What you will do:
If the records below hold pictures, omit them, and print exactly the lines from the first line through the line containing "positive clicks: (816, 960) (246, 956)", inclusive.

Collected data entries:
[Start of section]
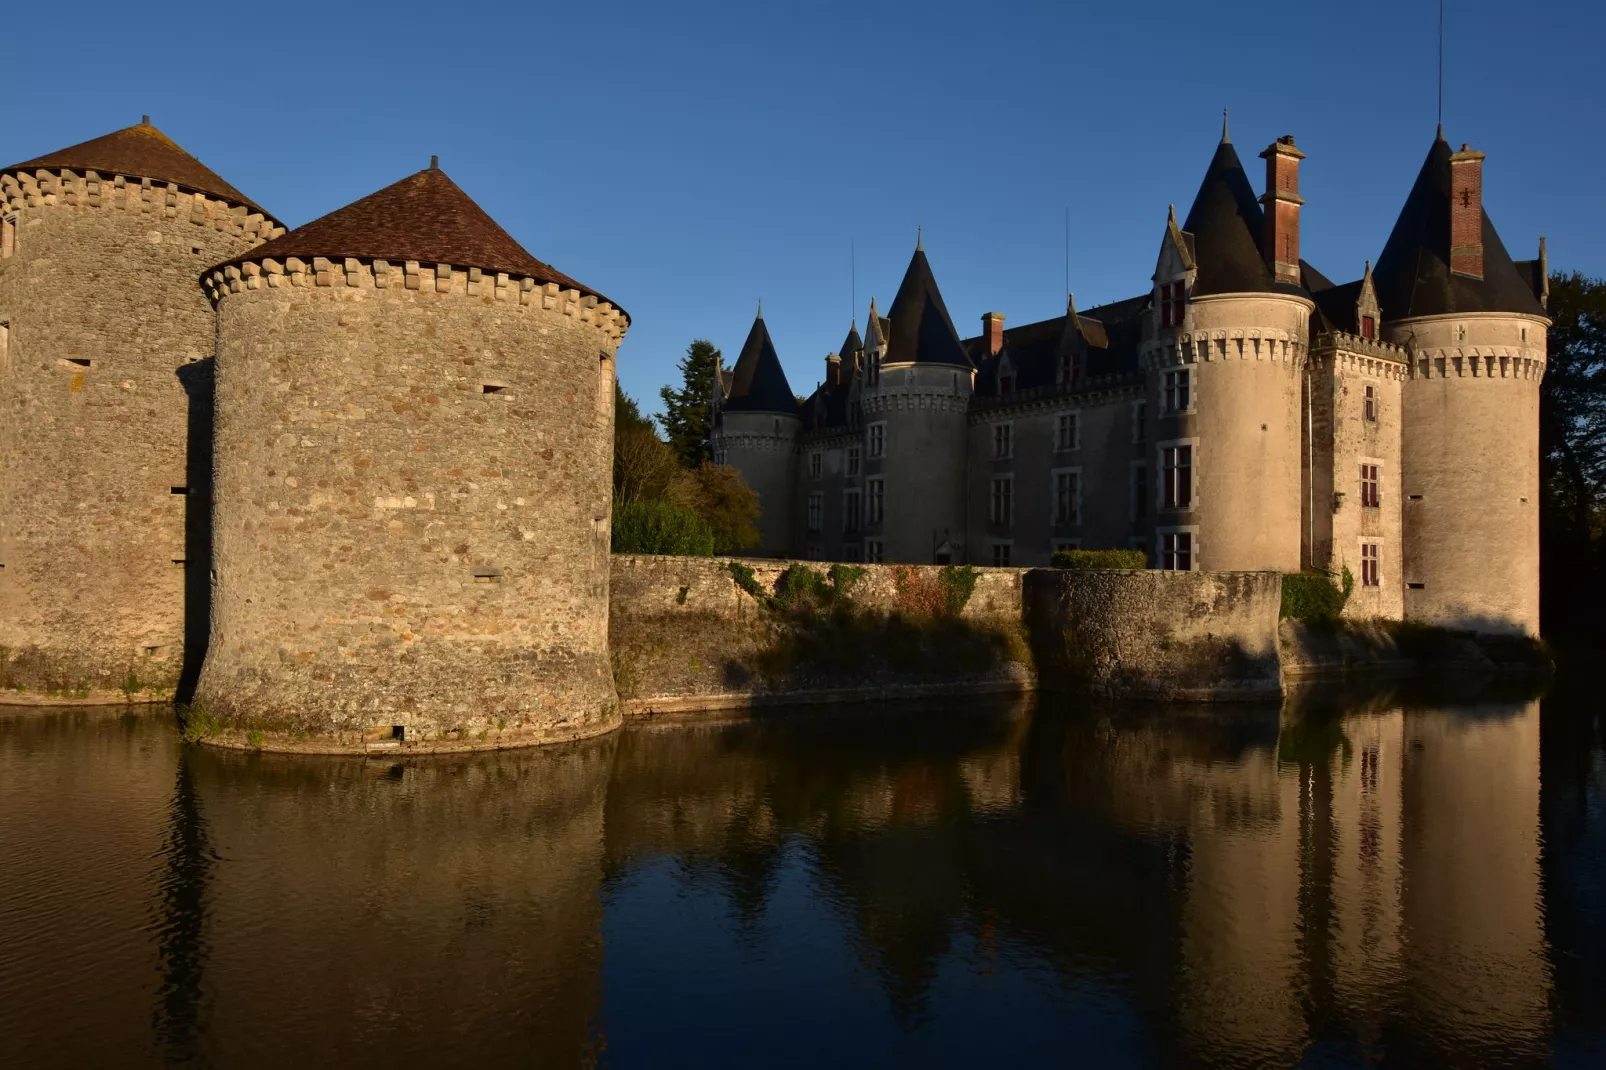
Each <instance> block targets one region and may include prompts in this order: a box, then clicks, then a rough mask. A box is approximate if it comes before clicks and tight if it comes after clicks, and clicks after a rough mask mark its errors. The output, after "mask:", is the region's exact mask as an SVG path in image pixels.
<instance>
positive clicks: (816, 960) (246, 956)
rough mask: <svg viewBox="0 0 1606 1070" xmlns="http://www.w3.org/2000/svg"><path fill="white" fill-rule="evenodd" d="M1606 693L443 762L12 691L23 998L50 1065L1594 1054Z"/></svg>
mask: <svg viewBox="0 0 1606 1070" xmlns="http://www.w3.org/2000/svg"><path fill="white" fill-rule="evenodd" d="M1588 700H1590V699H1587V697H1584V699H1580V697H1577V696H1561V697H1553V699H1550V700H1547V709H1545V712H1543V715H1542V712H1540V705H1539V702H1537V700H1532V699H1524V697H1521V696H1514V697H1490V696H1487V694H1482V696H1479V697H1468V696H1455V697H1452V699H1444V697H1442V696H1396V694H1376V692H1372V694H1359V696H1357V694H1338V692H1333V691H1331V689H1325V691H1322V692H1319V694H1315V696H1307V697H1302V699H1299V700H1296V702H1291V704H1290V705H1288V709H1285V710H1282V712H1280V713H1278V712H1277V710H1266V709H1264V707H1262V709H1222V710H1198V709H1187V710H1168V709H1118V707H1100V709H1057V707H1054V705H1044V707H1042V709H1034V707H1033V705H1031V704H1025V702H1021V704H1015V705H1009V707H999V709H940V707H931V709H923V710H917V712H907V713H904V715H887V713H885V712H872V713H869V715H854V713H843V715H829V717H827V715H808V717H785V718H784V717H769V718H761V720H756V721H747V723H739V725H724V726H708V725H702V726H695V725H681V726H642V728H633V729H630V731H625V733H622V734H618V736H613V737H609V739H601V741H593V742H586V744H577V745H572V747H565V749H559V750H546V752H512V753H503V755H483V757H471V758H461V760H429V762H419V763H389V762H385V763H379V762H371V763H361V762H350V760H337V758H334V760H304V758H299V760H292V758H275V757H259V755H241V753H218V752H210V750H199V749H180V747H178V745H177V744H175V742H173V737H172V733H170V726H169V725H167V723H164V721H162V720H161V718H157V717H146V718H125V717H104V715H101V717H95V715H90V713H27V715H21V713H19V715H5V717H3V718H0V813H5V815H6V821H3V823H0V1028H5V1030H6V1036H8V1041H10V1039H16V1051H18V1052H19V1054H22V1056H24V1059H22V1062H24V1064H34V1062H109V1060H111V1062H141V1060H143V1062H149V1064H169V1065H170V1064H177V1062H186V1060H194V1062H201V1064H226V1065H283V1064H286V1062H296V1060H304V1062H318V1064H329V1062H339V1064H344V1065H368V1064H440V1062H456V1060H461V1059H463V1057H466V1054H467V1052H474V1054H475V1056H479V1057H483V1059H485V1060H490V1062H512V1060H520V1062H525V1060H530V1062H536V1064H540V1065H591V1064H599V1062H601V1064H610V1065H687V1064H697V1065H710V1064H713V1065H756V1064H768V1065H776V1064H784V1065H814V1064H821V1062H830V1064H834V1065H885V1064H888V1062H893V1064H898V1062H904V1064H922V1065H923V1064H946V1065H959V1064H976V1062H999V1060H1015V1062H1020V1060H1049V1059H1054V1060H1055V1062H1060V1060H1063V1059H1065V1057H1066V1056H1068V1054H1076V1056H1078V1057H1081V1059H1087V1060H1092V1062H1102V1064H1113V1065H1145V1064H1156V1062H1158V1064H1195V1065H1291V1064H1299V1062H1309V1064H1336V1065H1346V1064H1355V1062H1384V1064H1400V1065H1407V1064H1434V1065H1526V1064H1532V1062H1547V1060H1555V1062H1559V1064H1567V1062H1577V1064H1579V1065H1587V1064H1590V1062H1592V1060H1598V1059H1600V1056H1601V1052H1603V1044H1606V1031H1603V1027H1601V1022H1603V1020H1606V1014H1603V1012H1606V998H1603V993H1606V911H1603V906H1601V903H1603V901H1606V877H1603V861H1601V860H1603V858H1606V749H1603V731H1601V728H1603V726H1601V717H1600V713H1598V712H1595V710H1592V709H1587V707H1584V709H1580V707H1582V705H1584V704H1585V702H1588ZM132 1007H133V1009H138V1007H145V1009H146V1011H145V1012H146V1019H145V1022H141V1020H140V1019H138V1014H137V1011H133V1012H132V1011H130V1009H132Z"/></svg>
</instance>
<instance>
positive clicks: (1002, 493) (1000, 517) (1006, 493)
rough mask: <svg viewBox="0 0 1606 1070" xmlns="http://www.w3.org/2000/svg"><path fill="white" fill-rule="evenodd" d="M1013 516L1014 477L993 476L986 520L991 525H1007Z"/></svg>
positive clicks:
[End of section]
Answer to the exercise:
Each <instance> block targets one region and may include prompts in this order: a box, then clicks, then a rough mask. A box is approximate if it comes before clicks and tight if it comes after clicks, and clicks after a rough mask mark its errors. The output, after "mask:", is the region's exact mask as an SVG path in image pixels.
<instance>
positive clicks: (816, 960) (246, 956)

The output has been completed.